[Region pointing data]

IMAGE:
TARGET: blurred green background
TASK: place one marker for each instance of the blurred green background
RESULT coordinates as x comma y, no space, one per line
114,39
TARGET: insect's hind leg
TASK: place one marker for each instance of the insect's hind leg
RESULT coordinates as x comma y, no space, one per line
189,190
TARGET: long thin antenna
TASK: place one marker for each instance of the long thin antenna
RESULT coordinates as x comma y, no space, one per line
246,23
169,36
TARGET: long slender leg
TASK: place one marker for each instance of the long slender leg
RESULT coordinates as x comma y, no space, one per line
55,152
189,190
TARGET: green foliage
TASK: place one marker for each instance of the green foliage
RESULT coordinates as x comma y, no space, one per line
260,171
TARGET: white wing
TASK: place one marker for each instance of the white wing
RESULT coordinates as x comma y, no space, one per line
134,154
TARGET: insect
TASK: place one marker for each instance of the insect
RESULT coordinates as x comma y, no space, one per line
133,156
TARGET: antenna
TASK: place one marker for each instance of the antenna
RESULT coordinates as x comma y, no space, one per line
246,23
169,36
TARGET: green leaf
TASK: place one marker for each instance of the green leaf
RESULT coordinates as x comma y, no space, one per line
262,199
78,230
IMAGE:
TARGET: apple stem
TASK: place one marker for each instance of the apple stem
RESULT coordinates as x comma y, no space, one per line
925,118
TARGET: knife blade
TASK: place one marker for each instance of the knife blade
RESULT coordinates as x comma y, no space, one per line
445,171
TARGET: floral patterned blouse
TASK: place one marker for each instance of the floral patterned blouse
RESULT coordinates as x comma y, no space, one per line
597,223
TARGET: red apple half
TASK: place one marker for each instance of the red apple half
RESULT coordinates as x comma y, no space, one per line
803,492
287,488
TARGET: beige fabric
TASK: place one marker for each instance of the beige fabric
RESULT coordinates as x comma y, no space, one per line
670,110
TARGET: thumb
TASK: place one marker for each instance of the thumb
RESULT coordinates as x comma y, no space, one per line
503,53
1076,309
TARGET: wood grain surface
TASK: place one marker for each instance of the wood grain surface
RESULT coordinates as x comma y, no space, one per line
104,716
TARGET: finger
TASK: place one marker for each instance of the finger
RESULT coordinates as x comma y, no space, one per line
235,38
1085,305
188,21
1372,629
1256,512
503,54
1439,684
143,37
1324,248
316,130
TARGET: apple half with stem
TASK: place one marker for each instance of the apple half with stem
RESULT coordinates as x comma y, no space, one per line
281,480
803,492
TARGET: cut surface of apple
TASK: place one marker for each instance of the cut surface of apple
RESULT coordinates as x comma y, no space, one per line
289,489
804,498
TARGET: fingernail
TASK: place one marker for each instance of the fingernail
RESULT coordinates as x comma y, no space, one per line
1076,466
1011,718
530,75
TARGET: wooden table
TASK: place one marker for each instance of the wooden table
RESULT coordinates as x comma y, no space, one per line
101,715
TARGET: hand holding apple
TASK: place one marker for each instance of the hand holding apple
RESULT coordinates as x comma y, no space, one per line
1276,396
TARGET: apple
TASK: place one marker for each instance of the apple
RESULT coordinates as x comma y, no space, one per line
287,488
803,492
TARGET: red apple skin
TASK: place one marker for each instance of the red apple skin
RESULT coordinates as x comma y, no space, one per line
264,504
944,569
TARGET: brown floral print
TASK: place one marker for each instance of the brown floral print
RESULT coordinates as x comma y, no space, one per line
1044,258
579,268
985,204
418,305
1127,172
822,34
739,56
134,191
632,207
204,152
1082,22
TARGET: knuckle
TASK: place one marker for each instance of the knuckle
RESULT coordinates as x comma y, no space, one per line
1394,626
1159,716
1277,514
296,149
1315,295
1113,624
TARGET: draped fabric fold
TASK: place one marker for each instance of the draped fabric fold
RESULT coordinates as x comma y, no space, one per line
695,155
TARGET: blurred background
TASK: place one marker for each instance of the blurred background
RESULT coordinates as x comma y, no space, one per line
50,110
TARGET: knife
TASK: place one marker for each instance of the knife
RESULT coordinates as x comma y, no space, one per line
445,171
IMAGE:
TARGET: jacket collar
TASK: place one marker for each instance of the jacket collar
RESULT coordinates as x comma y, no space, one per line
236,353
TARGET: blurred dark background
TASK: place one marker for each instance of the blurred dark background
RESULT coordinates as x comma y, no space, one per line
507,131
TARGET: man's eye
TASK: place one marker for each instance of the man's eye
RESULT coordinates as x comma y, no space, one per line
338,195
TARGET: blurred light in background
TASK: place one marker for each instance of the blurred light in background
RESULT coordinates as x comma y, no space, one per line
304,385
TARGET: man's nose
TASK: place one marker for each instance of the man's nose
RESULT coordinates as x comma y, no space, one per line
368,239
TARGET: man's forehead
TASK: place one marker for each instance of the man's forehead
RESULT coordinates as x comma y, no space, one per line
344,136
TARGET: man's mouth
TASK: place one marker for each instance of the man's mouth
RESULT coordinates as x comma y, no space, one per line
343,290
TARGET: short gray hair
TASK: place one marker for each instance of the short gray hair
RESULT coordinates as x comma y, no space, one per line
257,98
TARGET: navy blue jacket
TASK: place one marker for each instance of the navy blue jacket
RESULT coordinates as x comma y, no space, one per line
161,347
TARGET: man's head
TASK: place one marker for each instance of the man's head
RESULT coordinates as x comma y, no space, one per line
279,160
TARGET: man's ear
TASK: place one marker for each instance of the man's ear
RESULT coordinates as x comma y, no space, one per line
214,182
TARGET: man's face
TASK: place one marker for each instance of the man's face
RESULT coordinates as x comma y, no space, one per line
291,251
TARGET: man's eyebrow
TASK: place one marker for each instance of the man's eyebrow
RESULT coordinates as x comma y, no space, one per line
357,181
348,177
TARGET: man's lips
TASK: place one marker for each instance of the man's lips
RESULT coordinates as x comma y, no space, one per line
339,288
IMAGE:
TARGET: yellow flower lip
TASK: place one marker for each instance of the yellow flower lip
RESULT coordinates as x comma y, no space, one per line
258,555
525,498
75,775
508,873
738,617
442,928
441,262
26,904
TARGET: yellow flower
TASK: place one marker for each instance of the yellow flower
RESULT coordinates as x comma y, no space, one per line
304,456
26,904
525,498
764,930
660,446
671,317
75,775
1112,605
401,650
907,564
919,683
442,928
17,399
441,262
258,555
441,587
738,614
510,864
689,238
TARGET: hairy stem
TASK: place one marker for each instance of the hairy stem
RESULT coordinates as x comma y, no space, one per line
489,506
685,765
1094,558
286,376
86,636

__Problem statement__:
Please give again the lines above between the line holding "TASK: place one marker for each instance of the green foliage" and the line holding "TASK: place one marker for each instance of the white", inclusive, exactly as they are and with nothing added.

__Output below__:
TASK: place one marker for each instance of the green foliage
RESULT coordinates as x comma y, no space, one per line
260,171
TARGET: white wing
TASK: place one marker for each instance of the white wing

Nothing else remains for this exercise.